Record extracts START
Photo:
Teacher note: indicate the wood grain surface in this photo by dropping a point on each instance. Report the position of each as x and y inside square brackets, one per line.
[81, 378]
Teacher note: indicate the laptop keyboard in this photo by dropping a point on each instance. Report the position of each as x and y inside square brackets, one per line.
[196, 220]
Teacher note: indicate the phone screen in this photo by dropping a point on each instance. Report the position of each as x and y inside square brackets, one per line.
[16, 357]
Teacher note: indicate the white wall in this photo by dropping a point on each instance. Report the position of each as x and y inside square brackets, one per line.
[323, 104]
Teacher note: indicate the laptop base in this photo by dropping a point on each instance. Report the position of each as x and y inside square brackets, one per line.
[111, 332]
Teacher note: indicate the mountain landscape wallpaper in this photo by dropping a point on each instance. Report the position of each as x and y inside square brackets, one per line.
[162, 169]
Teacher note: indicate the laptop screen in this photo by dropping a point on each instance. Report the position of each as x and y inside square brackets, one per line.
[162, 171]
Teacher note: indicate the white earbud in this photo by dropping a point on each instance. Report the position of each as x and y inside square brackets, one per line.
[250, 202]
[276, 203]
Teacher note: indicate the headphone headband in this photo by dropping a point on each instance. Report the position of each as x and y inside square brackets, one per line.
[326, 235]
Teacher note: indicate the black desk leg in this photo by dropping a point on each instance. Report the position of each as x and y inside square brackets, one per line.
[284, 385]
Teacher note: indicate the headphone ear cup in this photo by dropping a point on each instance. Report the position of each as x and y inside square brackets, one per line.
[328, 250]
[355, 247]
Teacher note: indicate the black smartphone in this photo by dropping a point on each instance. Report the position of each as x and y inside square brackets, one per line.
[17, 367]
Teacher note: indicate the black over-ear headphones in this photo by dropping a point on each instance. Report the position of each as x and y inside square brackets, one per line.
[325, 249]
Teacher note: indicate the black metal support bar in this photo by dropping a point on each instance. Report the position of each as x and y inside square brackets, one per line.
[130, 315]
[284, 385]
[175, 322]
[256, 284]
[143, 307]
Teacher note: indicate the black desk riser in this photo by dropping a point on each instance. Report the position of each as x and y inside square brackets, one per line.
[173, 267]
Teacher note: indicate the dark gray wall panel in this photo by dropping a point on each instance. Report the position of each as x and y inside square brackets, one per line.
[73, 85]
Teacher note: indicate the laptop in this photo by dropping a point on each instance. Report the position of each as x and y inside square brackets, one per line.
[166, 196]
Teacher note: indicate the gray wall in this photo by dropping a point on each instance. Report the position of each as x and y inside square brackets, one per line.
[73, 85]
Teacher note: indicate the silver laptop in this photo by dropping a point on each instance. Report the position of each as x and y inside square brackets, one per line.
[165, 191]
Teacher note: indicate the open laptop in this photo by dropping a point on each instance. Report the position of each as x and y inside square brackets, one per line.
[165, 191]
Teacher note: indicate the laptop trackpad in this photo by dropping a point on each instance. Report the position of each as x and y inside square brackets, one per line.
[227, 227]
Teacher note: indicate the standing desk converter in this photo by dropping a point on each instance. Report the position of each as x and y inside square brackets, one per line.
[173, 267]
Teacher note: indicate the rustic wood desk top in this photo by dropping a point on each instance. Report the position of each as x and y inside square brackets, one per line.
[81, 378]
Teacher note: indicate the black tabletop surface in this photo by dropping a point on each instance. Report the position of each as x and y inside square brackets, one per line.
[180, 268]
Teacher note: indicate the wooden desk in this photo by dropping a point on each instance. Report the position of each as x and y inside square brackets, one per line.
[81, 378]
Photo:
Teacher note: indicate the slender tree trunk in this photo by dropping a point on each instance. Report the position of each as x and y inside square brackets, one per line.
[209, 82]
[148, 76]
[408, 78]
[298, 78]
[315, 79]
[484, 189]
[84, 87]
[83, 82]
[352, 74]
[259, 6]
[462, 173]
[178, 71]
Record extracts END
### Aim of the task
Without any change, reproduce the listing above in full.

### Answer to the problem
Photo:
Teacher note: indicate the wood grain surface in this photo by dropping a point on each instance. Report the position of each as x and y inside square brackets, one per line.
[81, 378]
Teacher note: indicate the laptop keyboard in this photo by dropping a point on each instance. Report the position of each as x and y inside square brackets, one per line.
[196, 220]
Teacher note: indicate the phone screen in this photo by dropping a point on each instance. Report the position of each as x and y inside square brackets, one per line.
[16, 357]
Teacher note: indicate the white wall in this photo by dropping a point on each instance. Report the position of each as x and y inside square brackets, one per line.
[323, 104]
Teacher note: indicate the laptop base in this photo by dropping a point on each instance. Report the position of each as x and y inside square brackets, one per line.
[111, 332]
Teacher note: indicate the mountain landscape wallpaper in this photo by dropping a point on each instance. Report the position of each as x and y inside square brackets, one per line.
[162, 169]
Teacher note: indicate the laptop screen in this photo by dropping a point on each instance. Report the position of each as x and y inside square brackets, one per line.
[162, 171]
Teacher note: indicate the white earbud in this photo by dropping a point on each instance. Report the position of each as x and y inside square brackets, one per line.
[250, 202]
[276, 203]
Teacher note: indicate the headphone headband in this photo by dropping a point on each instance. Report the position of each as x and y inside square brackets, one per line.
[326, 235]
Teacher note: indicate the black desk leg in this photo by dropping a point on each instance. Report the position of each as x and y inside square brackets, one per line.
[284, 385]
Teacher note: indicate the headphone ear cup in this photo by dropping a point on each instance. Report the position of each as x and y inside square brackets, one per line.
[328, 250]
[355, 247]
Teacher note: indicate the black smartphone in this photo by dropping a point on each instance. Report the position of each as x and y inside square brackets, one per line.
[17, 367]
Teacher note: indicate the black over-ear headphones in this photo by dropping a point on each instance. Report the position of each as x and y inside square brackets, one per line.
[325, 249]
Teacher note: indicate the black metal support bar in this photo by dropping a point on each instance. Report the position of each as x and y inside square brackets, one per line.
[130, 315]
[284, 385]
[175, 322]
[256, 284]
[143, 307]
Teacher note: indicate the black desk riser in this photo by dropping a point on each instance. Report the position of each as x and y inside square brackets, one per line.
[173, 267]
Teacher note: indicate the dark gray wall panel in this photo by dropping a point on each instance. Report the position of each as x and y inside square brackets, one per line.
[73, 85]
Teacher note: indicate the laptop in this photo by dropping a point on each instance. Report the position of each as x and y inside square brackets, one per line.
[166, 196]
Teacher note: indicate the gray wall in this photo by dropping a point on each instance. Report the position of each as x and y inside square brackets, one per line.
[73, 85]
Teacher note: indicate the silver laptop in this photo by dropping a point on each instance. Report the position of each as x and y inside square brackets, one per line.
[165, 191]
Teacher note: indicate the open laptop in this photo by dropping a point on each instance. Report the position of each as x and y inside square brackets, one per line.
[165, 191]
Teacher note: indicate the laptop trackpad in this photo by dropping a point on each instance. Report the position of each as x and y inside square brackets, one per line.
[227, 227]
Teacher note: indicate the standing desk converter in this photo by dropping a point on each instance. Report the position of each as x and y inside square brackets, one per line.
[173, 267]
Teacher note: indicate the rustic wood desk top in this photo by dropping a point on each instance. Report the position of each as x and y inside square brackets, one per line.
[81, 378]
Teacher note: indicate the black tabletop surface in this photo by dropping a point on each instance. Report the position of each as x and y inside square brackets, one per line.
[180, 268]
Teacher note: indicate the wooden desk in this photo by dropping a point on each instance. Report the position of each as x and y inside square brackets, one per line.
[81, 378]
Photo:
Teacher note: indicate the slender tree trunk in this photo by dropping a point on each instance. Report the position of each as x and y inside square brackets, one per line.
[209, 82]
[148, 76]
[408, 78]
[298, 78]
[315, 79]
[484, 189]
[84, 87]
[83, 82]
[352, 74]
[259, 6]
[462, 173]
[178, 71]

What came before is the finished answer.